### [Provided passage]
□ □ □ □ □ □ □
The University of Miami School of Law inaugurated a trio of ground-breaking 90-minute online webinars about law and the global pandemic. Professor Lili Levi, Vice Dean for Intellectual Life, said that the idea for the series originated with Anthony E. Varona, Dean and M. Minnette Massey Professor of Law, “who thought early on that scholars, students, the press, and the general public would have an appetite for a broad-ranging intellectual exploration of critical socio-legal issues raised by the pandemic.”
The free series launched on March 30, 2020, with "The Law of COVID-19: Miami Law Addresses Civil and Human Rights, Public Health, Financial Stability, Poverty and Privacy Law in Pandemic America."
Moderated by Professor Carrie Bettinger-Lopez and featuring Professors Caroline Bradley, Mary Anne Franks, JoNel Newman, Rebecca Sharpless, and Kele Stewart, the first webinar used the lenses of public health, technology, immigration, family law, and financial regulation to reveal and explore the differential impacts of pandemic disease on vulnerable populations.
On April 7, "The Law of COVID-19: Miami Law Addresses Crime and Law in Pandemic America," panelists Judge Jennifer D. Bailey and Professors Donald M. Jones, Irwin Stotzky, Scott E. Sundby, and Theresa J. Verges, along with moderator Professor Donna Coker, provided an overview of various ways in which the coronavirus and the responses to it intersect with criminal law and process. The panel provided a broad look at the challenges of remote judicial operations, the impact of the pandemic on prison conditions, concerns about prisoner release programs, challenges presented by domestic violence responses, moral panics, and the increase in gun sales as well as the extent of criminalization assisted by global surveillance, the privacy-reducing impact of technological innovations, and the types of financial crimes weaponized by the pandemic.
□ □ □ □ □ □ □
### [Saved entries]
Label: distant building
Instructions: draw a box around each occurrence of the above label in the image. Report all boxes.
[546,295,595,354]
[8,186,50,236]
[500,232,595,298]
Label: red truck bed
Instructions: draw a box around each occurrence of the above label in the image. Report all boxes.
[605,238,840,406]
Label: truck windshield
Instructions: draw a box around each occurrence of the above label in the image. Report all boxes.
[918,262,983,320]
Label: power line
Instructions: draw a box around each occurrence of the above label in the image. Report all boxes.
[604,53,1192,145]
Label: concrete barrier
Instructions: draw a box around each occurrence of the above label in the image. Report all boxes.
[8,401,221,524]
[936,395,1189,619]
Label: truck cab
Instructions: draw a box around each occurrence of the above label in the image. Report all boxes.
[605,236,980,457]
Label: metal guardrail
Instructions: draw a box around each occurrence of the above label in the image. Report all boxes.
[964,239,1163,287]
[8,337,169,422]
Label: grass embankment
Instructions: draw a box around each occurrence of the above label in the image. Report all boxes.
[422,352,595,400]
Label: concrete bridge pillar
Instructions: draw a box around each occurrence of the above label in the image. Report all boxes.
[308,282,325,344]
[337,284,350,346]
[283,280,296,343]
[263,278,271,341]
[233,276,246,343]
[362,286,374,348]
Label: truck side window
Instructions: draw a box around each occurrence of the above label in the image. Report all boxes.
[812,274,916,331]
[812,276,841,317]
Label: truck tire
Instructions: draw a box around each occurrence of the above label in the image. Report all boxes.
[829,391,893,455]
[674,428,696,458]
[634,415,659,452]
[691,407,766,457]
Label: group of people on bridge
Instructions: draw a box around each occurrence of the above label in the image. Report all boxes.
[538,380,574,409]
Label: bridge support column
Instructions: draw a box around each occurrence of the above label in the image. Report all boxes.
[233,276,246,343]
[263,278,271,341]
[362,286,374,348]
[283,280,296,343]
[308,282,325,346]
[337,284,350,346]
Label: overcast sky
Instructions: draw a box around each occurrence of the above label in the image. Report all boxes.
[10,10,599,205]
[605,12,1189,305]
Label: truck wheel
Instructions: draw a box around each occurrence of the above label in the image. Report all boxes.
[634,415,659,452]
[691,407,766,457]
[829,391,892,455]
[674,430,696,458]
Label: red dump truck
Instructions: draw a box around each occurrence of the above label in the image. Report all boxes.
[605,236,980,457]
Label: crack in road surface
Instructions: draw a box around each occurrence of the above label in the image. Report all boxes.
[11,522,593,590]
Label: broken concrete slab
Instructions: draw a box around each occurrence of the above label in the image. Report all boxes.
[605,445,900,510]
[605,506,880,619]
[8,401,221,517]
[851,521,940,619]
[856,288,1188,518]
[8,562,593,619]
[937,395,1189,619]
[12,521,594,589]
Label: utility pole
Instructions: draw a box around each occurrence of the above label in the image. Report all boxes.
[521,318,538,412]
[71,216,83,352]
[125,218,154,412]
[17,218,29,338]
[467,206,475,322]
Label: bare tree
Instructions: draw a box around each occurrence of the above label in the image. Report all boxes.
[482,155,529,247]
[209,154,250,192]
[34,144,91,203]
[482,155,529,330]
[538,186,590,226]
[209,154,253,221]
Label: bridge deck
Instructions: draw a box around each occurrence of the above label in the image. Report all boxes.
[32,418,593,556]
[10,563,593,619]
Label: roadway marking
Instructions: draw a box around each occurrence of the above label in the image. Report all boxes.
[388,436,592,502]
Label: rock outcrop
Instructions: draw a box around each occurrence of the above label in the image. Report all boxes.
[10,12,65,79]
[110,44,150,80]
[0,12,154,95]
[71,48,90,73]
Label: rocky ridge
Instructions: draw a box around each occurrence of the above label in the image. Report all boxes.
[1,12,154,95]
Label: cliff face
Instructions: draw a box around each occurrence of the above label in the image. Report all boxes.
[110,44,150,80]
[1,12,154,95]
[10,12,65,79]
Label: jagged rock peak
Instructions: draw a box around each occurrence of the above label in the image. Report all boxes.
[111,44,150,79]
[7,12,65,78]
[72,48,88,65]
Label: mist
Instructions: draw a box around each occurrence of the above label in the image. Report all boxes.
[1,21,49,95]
□ □ □ □ □ □ □
### [Exercise details]
From the account of the Miami Law pandemic webinars, extract word for word the part that opens with the words containing "Moderated by Professor" and closes with "on vulnerable populations.". These records were drawn from a separate source.

### [Result for this task]
Moderated by Professor Carrie Bettinger-Lopez and featuring Professors Caroline Bradley, Mary Anne Franks, JoNel Newman, Rebecca Sharpless, and Kele Stewart, the first webinar used the lenses of public health, technology, immigration, family law, and financial regulation to reveal and explore the differential impacts of pandemic disease on vulnerable populations.